*Texto de leitura:*
Constituição e segurança pública: os desafios do arranjo federal
· MARIA PIA GUERRA
Militares do Exército participam de operação das forças de segurança na comunidade do Preventório, em Niterói. Foto Fernando Frazão/Ag. Brasil
O presente artigo está incluído em uma série dedicada aos 30 anos da Constituição de 1988. Este espaço é compartilhado por professores e pesquisadores integrantes do grupo de pesquisa “Percursos, Narrativas, Fragmentos: História do Direito e do Constitucionalismo” (UnB – Programa de Pós-Graduação em Direito, Estado e Constituição), por componentes do Centro de Estudos de Cultura Contemporânea (CEDEC) e por pesquisadores convidados.
Até o início de 2018, os desafios da segurança pública eram pouco debatidos sob a perspectiva constitucional. Pode-se dizer que as crises políticas da área não chegavam a produzir verdadeiras crises constitucionais. Os trinta anos da Constituição Federal de 1988, no entanto, surpreenderam a todos com a ativação, pela primeira vez, da Intervenção Federal, um instituto destinado a situações de exceção. Esta medida, na realidade, é mais uma solução improvisada para um dilema constitucional latente, parte dos desafios originários do regime constitucional definido em 1988.

*Trechos das linhas:*

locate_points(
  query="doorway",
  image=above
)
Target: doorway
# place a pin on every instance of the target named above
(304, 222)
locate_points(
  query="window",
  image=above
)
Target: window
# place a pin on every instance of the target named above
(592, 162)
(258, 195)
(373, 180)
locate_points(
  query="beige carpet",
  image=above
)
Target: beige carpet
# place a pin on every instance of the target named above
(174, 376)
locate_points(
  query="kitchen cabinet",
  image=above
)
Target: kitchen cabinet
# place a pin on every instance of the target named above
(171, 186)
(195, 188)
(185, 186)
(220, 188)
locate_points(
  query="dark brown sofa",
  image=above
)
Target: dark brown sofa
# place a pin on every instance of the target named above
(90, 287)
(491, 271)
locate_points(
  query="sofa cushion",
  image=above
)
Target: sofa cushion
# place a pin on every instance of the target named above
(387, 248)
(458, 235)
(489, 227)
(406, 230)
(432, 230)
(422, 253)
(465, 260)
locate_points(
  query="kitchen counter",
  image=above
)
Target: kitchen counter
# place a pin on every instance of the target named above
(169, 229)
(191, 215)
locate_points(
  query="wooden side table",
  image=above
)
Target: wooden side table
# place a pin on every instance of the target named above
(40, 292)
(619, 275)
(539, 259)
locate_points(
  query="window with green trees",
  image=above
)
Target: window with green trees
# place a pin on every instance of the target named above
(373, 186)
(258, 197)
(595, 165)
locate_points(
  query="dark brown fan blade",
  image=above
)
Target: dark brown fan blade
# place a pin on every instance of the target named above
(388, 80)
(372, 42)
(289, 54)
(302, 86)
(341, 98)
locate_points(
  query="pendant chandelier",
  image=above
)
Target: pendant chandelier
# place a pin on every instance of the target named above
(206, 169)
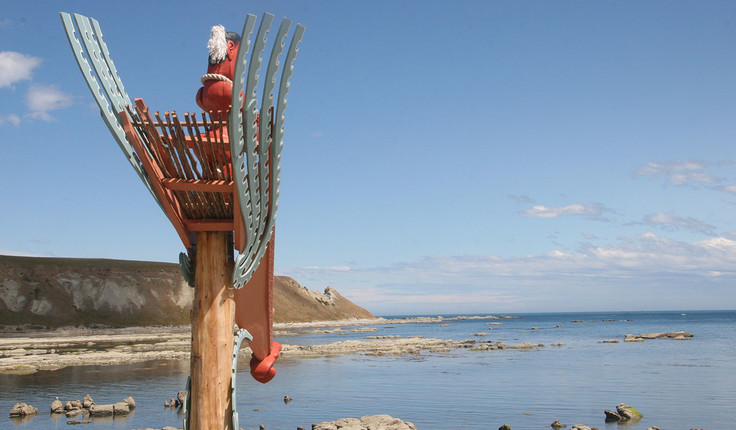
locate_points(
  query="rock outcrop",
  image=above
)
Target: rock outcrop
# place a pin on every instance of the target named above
(21, 410)
(384, 422)
(677, 335)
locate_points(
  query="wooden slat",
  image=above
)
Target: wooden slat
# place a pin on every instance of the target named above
(203, 185)
(170, 207)
(209, 224)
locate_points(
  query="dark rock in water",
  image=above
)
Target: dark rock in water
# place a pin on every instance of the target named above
(612, 416)
(628, 412)
(87, 401)
(120, 408)
(181, 398)
(384, 422)
(101, 410)
(22, 410)
(623, 413)
(57, 407)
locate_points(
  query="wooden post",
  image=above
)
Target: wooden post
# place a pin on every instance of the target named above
(213, 316)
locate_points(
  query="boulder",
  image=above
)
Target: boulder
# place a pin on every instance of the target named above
(120, 408)
(181, 398)
(612, 416)
(22, 410)
(57, 407)
(75, 412)
(101, 410)
(628, 412)
(130, 402)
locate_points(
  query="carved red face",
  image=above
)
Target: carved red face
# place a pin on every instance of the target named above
(216, 94)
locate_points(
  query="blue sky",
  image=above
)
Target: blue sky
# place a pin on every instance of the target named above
(440, 156)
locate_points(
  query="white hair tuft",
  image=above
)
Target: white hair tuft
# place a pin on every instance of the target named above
(217, 44)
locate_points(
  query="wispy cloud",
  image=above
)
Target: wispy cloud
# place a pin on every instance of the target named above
(645, 272)
(678, 173)
(12, 119)
(593, 211)
(674, 223)
(520, 199)
(16, 67)
(42, 99)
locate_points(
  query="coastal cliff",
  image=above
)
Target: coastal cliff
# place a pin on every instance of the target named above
(54, 292)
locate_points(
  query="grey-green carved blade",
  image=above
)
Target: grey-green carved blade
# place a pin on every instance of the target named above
(251, 132)
(265, 124)
(110, 81)
(278, 132)
(248, 260)
(236, 130)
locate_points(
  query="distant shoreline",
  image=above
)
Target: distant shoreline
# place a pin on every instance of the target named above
(27, 350)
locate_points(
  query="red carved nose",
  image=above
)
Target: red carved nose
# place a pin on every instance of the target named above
(262, 370)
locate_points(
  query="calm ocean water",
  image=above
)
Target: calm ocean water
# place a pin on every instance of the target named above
(675, 384)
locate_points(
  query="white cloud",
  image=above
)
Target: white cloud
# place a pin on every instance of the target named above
(12, 119)
(590, 211)
(672, 223)
(645, 272)
(15, 67)
(678, 173)
(42, 99)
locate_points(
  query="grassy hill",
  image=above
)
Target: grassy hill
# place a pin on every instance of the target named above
(53, 292)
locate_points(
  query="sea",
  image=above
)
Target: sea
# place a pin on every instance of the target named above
(675, 384)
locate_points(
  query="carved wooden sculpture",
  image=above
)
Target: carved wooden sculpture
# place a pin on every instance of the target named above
(216, 177)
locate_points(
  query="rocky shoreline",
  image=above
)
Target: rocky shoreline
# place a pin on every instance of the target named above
(23, 352)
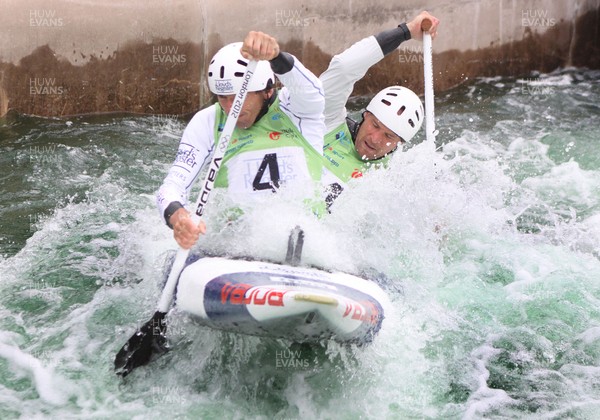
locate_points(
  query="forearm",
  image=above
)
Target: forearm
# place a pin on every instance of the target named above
(392, 38)
(192, 155)
(302, 94)
(344, 70)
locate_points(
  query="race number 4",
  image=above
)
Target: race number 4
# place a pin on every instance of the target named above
(270, 162)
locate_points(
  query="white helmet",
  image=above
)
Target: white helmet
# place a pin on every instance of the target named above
(227, 68)
(400, 109)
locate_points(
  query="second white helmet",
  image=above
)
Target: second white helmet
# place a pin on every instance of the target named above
(400, 109)
(226, 72)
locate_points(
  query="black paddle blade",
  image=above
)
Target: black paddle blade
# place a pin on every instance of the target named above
(295, 244)
(148, 342)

*Enunciado da tarefa:* Indique se cada afirmação abaixo está de acordo com o texto de leitura, respondendo sim ou não e citando entre aspas as palavras do texto que decidem a questão. (a) O artigo faz parte de uma série sobre os 30 anos da Constituição de 1988. (b) Antes de 2018, os desafios da segurança pública eram amplamente debatidos sob a perspectiva constitucional. (c) A Intervenção Federal já havia sido ativada antes dos trinta anos da Constituição.

*Resposta do exercício:*
(a) Sim: "O presente artigo está incluído em uma série dedicada aos 30 anos da Constituição de 1988."
(b) Não: "Até o início de 2018, os desafios da segurança pública eram pouco debatidos sob a perspectiva constitucional."
(c) Não: "surpreenderam a todos com a ativação, pela primeira vez, da Intervenção Federal"